[Passage to read Boundary: Start]

Where do movies come into all this? Well, obviously all movies are stories and, with proper judgment, many movies that reflect healthy life narratives can be identified. Recall that a healthy life narrative is that which a mentally healthy person might strive towards in any given situation. Are compelling characters in inspiring movies not mirror images of this? Movies reflect the inner worlds of certain people, real or imagined, that are projected onto the screen and into the viewer's mind. Mental Health movies, I propose, can be thought of as the projected aspirations of mentally healthy individuals. I would wager large sums of money that the main characters in Mental Health movies display all of the attributes of mental health, that is, they are likely to have positive self-perceptions, optimistic and open social interactions, clear and logical thought processes, effective coping abilities and high emotional intelligence. These are also the end goals of successful therapy. Further, the skills needed for optimal functioning in all of these areas are the tools utilized by the therapeutic process.
Let's take a concrete example - Dr. Drew. In his sex addiction show, a group of celebrities have entered treatment. We know two things about them: they are unhappy with their lives and they feel convinced that their sexual behavior is a root cause. Whether or not sex addiction is really the problem is a post for another day, but what can be discussed in this context is whether a healthy or unhealthy narrative about sex is being articulated.
As I see it, sex is highlighted as the primary treatment issue. To do it or to think about doing it is wrong. This is why all of the patients must remain celibate. They are told sex addiction is the result of an imbalanced brain, that any and all feelings of despair are withdrawal symptoms connected to the addiction. This seems to have left many of the patients more confused and distressed than ever. Dr. Drew implicitly shapes a story about how unhealthy sex is bad and should never happen. But there is no story about what healthy sex looks like and how it can be attained! A story unfolds about how the lives lived by these patients has been unhealthy up until now. But there is no story about how to go out and live a healthy life!

[Passage to read Boundary: End]
[Data under study Boundary: Start]

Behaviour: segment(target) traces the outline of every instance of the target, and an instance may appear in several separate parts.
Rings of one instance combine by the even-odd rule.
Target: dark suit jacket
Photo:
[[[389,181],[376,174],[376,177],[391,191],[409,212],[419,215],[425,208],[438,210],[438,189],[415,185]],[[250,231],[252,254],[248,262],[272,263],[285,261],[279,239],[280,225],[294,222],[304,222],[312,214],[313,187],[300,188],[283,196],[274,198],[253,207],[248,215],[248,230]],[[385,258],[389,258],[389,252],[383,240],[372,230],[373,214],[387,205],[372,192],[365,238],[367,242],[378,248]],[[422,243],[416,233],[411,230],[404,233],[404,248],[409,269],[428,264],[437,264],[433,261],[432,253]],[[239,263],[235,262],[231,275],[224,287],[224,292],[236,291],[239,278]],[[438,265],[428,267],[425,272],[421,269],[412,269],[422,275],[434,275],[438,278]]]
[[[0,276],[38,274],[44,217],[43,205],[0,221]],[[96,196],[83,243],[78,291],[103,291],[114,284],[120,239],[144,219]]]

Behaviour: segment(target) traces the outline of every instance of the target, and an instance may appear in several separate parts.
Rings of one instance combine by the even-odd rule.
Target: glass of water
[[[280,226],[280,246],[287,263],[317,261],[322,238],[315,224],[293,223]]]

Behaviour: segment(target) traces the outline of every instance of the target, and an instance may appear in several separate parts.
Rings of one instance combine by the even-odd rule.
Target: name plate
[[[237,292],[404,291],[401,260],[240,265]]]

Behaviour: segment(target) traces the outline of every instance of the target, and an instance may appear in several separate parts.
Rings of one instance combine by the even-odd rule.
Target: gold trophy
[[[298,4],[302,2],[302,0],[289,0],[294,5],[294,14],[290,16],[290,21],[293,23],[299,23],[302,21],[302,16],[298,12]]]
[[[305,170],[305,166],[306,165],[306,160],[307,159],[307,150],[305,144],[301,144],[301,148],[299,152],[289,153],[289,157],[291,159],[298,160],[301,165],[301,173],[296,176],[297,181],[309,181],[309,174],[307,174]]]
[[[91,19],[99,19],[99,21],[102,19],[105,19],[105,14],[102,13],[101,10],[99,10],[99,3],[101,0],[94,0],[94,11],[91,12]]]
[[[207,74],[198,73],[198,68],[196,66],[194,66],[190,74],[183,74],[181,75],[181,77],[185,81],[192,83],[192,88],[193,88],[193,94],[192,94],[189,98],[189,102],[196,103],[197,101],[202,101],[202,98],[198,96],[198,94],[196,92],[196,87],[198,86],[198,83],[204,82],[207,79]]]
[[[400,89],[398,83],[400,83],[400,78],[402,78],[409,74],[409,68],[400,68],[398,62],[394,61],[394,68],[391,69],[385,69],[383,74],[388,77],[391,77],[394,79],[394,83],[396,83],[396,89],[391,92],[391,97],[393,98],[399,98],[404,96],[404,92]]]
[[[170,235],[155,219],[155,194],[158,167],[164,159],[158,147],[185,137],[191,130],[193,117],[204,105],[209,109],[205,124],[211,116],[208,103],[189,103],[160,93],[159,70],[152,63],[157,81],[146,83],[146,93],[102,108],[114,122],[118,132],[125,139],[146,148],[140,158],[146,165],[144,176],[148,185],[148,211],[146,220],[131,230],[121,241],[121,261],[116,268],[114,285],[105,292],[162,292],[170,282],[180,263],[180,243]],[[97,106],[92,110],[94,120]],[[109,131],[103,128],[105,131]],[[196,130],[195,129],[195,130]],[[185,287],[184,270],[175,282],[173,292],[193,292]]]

[Data under study Boundary: End]

Work task 1: In the passage, what must all of the patients in Dr. Drew's sex addiction show do?
Work task 2: Quote the passage from "As I see it, sex" up to and including "a healthy life!".
Rely on the passage alone.

Task answer 1: They must remain celibate.

Task answer 2:
As I see it, sex is highlighted as the primary treatment issue. To do it or to think about doing it is wrong. This is why all of the patients must remain celibate. They are told sex addiction is the result of an imbalanced brain, that any and all feelings of despair are withdrawal symptoms connected to the addiction. This seems to have left many of the patients more confused and distressed than ever. Dr. Drew implicitly shapes a story about how unhealthy sex is bad and should never happen. But there is no story about what healthy sex looks like and how it can be attained! A story unfolds about how the lives lived by these patients has been unhealthy up until now. But there is no story about how to go out and live a healthy life!